Below are the records; copy exactly the stretch from the line containing "point(77, 289)" through the line containing "point(137, 209)", both ends included, and nothing else.

Study material:
┏━━

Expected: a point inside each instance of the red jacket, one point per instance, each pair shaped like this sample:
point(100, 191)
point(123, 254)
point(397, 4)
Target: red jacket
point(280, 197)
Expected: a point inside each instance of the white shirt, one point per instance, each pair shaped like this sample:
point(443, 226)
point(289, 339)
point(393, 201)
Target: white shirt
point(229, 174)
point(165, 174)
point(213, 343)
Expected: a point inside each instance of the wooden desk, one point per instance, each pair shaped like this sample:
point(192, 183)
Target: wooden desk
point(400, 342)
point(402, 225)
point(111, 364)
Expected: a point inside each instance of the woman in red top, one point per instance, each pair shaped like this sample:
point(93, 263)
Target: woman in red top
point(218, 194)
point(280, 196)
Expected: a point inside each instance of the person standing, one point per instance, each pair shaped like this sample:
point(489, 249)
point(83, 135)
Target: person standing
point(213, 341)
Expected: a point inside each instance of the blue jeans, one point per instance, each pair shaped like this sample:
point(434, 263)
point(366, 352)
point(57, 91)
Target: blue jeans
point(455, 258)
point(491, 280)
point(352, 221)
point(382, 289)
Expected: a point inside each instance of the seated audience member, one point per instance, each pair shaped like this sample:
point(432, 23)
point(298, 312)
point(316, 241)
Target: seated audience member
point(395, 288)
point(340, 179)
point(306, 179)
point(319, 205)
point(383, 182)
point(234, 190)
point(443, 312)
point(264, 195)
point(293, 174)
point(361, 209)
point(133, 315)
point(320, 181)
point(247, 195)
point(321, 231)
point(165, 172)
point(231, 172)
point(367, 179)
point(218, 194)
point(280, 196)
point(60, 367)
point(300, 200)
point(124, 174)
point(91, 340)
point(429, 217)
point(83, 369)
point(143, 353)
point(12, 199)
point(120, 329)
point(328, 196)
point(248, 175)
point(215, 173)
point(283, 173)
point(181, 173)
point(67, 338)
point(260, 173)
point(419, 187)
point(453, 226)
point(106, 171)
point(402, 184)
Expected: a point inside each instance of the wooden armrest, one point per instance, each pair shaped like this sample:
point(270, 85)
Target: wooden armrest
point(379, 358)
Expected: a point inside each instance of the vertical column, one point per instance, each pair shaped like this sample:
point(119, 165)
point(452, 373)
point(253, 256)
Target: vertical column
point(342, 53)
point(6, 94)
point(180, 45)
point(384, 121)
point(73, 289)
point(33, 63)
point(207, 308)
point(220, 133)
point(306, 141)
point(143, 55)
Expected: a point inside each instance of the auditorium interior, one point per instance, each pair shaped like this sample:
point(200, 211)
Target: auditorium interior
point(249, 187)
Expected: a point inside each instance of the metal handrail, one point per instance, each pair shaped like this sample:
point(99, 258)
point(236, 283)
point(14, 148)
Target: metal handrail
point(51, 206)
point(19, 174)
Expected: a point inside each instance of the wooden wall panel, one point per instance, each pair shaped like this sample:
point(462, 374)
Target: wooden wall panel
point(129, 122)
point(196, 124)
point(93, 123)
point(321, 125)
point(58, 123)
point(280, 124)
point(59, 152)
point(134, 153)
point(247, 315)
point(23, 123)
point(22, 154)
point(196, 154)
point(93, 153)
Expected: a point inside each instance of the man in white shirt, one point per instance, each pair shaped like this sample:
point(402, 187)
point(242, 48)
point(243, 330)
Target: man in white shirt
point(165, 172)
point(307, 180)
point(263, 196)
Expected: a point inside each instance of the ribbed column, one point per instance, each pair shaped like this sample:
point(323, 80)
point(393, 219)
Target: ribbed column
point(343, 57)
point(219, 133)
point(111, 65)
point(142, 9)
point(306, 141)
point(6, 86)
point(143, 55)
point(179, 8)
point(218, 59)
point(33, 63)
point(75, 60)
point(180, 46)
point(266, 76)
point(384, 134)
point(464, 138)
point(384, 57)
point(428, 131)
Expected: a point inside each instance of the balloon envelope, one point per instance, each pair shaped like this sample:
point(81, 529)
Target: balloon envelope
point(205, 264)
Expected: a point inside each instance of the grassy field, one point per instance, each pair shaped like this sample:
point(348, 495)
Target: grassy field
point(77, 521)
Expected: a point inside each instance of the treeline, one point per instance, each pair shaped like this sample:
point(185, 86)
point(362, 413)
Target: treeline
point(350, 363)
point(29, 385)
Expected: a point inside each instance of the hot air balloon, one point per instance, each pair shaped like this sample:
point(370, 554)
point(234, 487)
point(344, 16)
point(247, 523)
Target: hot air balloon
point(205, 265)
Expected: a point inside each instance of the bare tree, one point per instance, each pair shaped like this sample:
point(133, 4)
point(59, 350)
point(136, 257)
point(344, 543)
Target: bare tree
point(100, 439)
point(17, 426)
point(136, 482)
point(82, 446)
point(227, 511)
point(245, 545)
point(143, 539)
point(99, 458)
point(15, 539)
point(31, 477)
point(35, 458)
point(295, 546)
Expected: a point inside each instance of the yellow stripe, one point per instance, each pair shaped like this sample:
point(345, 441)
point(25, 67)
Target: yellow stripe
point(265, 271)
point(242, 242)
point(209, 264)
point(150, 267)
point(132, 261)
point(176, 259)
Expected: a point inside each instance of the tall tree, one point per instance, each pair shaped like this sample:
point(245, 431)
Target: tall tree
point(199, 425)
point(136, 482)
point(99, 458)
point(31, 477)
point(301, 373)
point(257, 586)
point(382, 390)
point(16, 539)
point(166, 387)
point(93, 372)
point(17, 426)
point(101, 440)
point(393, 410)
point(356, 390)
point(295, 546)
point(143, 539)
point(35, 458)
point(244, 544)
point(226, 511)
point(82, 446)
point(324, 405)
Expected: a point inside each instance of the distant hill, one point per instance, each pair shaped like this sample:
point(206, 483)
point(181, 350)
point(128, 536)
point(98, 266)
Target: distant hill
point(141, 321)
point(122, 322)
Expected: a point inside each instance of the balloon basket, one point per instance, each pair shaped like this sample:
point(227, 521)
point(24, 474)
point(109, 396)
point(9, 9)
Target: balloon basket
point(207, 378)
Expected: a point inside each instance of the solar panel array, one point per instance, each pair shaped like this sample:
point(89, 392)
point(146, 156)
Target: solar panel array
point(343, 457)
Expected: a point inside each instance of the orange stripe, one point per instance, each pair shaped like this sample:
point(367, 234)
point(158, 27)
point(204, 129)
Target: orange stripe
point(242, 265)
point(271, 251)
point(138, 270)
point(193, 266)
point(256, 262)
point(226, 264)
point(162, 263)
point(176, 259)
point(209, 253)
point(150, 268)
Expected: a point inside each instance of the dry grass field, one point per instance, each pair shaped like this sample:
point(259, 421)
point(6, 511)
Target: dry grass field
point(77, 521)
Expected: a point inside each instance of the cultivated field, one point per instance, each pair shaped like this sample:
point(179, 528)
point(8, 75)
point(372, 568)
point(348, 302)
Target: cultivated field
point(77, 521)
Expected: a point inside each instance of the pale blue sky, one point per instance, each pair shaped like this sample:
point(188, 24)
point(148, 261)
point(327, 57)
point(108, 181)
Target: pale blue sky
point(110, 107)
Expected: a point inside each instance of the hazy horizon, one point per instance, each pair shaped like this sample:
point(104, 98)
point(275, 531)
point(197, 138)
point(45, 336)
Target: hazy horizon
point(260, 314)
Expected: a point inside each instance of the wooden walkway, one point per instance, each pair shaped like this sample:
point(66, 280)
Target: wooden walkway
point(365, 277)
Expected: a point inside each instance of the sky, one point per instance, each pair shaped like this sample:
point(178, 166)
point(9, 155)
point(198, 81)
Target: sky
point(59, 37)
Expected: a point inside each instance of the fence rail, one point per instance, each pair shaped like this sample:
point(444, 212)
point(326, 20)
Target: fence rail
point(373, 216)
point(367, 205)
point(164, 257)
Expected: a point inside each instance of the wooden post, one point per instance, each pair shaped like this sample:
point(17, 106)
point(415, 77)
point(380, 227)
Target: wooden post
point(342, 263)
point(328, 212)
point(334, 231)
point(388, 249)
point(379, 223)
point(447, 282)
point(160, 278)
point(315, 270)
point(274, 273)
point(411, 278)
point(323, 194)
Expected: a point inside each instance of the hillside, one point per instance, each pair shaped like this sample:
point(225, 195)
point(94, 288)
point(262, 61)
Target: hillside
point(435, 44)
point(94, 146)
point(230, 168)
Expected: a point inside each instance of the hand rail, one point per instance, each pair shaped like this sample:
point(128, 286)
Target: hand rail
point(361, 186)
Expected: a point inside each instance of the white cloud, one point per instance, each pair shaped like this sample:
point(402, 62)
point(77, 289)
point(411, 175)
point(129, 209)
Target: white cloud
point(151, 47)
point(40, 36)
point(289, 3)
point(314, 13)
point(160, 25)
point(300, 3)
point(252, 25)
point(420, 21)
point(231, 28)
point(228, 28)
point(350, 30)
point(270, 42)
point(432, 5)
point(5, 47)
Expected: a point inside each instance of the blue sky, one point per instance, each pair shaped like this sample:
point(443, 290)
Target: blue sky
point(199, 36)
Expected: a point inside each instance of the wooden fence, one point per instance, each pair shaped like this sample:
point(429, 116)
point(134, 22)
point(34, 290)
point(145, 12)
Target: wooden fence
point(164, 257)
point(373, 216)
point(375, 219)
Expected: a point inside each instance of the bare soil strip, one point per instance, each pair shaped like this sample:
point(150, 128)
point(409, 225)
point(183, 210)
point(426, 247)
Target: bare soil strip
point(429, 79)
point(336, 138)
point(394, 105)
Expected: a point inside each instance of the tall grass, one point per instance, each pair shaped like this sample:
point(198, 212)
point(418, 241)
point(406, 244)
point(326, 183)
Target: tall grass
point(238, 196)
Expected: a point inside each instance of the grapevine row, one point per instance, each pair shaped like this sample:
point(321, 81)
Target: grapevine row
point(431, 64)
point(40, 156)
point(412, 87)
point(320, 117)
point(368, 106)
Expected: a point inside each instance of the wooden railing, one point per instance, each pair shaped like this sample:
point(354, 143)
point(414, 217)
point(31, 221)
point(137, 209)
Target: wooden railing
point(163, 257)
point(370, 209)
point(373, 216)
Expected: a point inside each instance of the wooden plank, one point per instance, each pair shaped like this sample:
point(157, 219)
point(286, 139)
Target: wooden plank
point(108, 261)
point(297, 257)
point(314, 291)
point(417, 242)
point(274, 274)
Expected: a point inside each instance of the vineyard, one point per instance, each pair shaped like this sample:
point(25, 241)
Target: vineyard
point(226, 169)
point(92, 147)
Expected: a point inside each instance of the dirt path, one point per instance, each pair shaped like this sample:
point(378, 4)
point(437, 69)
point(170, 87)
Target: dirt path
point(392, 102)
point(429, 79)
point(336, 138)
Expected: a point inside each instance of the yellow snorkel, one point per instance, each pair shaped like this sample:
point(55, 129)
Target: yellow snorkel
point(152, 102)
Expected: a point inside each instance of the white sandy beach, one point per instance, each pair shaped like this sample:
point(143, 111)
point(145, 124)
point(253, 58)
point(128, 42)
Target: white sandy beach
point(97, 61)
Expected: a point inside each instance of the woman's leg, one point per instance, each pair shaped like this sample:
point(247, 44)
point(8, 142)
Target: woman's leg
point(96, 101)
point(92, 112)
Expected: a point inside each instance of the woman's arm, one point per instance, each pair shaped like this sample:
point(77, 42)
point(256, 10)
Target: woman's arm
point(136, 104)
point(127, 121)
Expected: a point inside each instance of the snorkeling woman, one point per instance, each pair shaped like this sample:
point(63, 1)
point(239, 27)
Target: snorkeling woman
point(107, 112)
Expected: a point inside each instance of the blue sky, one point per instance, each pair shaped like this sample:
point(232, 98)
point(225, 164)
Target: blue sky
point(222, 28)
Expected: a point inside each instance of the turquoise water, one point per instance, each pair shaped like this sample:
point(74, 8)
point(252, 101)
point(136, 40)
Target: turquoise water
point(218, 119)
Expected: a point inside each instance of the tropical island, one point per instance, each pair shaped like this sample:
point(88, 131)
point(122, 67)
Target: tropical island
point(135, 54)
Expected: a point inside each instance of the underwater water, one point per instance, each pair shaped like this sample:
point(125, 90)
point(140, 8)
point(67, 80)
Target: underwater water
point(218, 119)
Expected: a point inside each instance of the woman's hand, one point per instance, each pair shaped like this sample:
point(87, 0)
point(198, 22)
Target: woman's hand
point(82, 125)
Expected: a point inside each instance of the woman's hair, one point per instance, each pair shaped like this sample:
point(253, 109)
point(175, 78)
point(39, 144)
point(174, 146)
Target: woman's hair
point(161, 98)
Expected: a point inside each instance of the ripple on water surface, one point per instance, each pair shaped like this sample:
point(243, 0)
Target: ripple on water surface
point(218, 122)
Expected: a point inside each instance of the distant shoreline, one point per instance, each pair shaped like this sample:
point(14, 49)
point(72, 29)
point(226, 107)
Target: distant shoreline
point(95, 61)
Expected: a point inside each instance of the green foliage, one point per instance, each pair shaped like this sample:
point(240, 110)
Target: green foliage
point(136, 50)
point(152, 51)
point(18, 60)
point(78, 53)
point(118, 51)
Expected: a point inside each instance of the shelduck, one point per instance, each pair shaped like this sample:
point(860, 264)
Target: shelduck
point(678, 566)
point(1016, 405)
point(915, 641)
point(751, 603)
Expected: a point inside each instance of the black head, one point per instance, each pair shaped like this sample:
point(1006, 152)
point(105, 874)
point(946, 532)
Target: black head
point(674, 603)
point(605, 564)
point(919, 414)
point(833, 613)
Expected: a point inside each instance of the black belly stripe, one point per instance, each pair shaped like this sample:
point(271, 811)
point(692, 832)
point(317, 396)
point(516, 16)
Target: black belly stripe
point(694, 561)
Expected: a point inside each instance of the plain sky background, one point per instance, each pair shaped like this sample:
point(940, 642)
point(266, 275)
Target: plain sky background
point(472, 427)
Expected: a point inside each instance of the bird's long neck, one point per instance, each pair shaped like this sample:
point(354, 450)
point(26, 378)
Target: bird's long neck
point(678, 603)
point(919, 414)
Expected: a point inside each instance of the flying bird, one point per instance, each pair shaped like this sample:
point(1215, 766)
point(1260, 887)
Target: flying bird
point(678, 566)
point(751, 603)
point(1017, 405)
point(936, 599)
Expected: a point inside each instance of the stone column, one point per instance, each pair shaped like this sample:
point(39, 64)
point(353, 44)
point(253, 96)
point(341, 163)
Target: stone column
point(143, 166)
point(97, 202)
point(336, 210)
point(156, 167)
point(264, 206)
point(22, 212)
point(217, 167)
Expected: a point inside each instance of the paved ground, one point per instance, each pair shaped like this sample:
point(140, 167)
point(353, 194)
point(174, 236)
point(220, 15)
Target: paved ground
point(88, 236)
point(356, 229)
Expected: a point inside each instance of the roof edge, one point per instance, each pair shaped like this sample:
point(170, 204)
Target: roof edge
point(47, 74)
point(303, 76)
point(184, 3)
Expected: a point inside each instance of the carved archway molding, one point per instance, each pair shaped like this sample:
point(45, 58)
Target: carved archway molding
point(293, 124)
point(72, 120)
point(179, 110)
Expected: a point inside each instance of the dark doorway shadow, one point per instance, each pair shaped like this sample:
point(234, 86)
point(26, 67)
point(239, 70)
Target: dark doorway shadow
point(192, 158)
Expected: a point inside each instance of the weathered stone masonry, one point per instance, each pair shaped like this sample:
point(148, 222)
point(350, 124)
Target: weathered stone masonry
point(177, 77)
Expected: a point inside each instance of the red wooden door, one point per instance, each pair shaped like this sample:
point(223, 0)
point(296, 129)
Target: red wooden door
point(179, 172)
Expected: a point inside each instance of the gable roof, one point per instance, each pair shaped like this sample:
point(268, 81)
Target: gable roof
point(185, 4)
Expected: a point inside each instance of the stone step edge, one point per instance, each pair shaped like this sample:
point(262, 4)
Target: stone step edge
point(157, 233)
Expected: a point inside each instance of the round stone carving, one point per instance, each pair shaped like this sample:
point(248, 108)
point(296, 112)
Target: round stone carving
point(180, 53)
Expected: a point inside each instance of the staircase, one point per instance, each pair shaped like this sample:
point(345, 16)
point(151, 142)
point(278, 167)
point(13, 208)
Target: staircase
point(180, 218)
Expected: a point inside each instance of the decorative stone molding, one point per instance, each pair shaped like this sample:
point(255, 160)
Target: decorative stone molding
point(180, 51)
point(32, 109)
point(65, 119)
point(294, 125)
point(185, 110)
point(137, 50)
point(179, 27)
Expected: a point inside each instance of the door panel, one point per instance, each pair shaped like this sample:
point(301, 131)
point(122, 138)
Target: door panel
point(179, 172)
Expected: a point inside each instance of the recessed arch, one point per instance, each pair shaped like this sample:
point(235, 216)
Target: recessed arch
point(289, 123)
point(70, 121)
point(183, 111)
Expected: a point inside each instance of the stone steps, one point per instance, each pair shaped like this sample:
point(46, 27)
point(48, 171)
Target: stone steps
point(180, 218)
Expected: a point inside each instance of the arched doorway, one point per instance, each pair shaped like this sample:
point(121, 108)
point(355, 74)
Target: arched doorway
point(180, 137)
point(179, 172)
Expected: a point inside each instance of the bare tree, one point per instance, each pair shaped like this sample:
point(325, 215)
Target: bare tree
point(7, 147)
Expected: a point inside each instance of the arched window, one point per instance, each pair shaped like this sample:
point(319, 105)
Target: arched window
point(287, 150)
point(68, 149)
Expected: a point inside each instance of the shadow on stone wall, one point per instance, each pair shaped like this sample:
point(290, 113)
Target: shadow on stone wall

┗━━

Final answer:
point(77, 289)
point(411, 175)
point(129, 209)
Target: white cloud
point(151, 47)
point(40, 36)
point(289, 3)
point(314, 13)
point(160, 25)
point(300, 3)
point(252, 25)
point(420, 21)
point(231, 28)
point(228, 28)
point(350, 30)
point(270, 42)
point(432, 5)
point(5, 47)
Expected: a point inside each instance of the blue sky, one point per instance, each pair shaped like this sample:
point(443, 290)
Target: blue sky
point(199, 36)
Expected: a point inside each instance of the wooden fence, one point per instance, each pair shaped like this sample:
point(429, 116)
point(134, 22)
point(34, 290)
point(145, 12)
Target: wooden fence
point(164, 257)
point(373, 216)
point(375, 219)
Expected: a point inside each instance of the bare soil strip, one point per instance, each pair shaped like this sample:
point(150, 128)
point(409, 225)
point(183, 210)
point(426, 247)
Target: bare soil strip
point(429, 79)
point(336, 138)
point(394, 105)
Expected: a point inside each instance of the tall grass, one point per instance, each pair shaped like this sample:
point(198, 212)
point(418, 241)
point(406, 244)
point(326, 183)
Target: tall grass
point(238, 196)
Expected: a point inside each instance of the grapevine row, one point per instance, each pair shaped like this sample:
point(321, 81)
Target: grapevine row
point(431, 64)
point(40, 156)
point(412, 87)
point(320, 117)
point(368, 106)
Expected: a point inside each instance of the wooden railing, one point per instance, each pair shaped like this sample:
point(354, 143)
point(414, 217)
point(31, 221)
point(137, 209)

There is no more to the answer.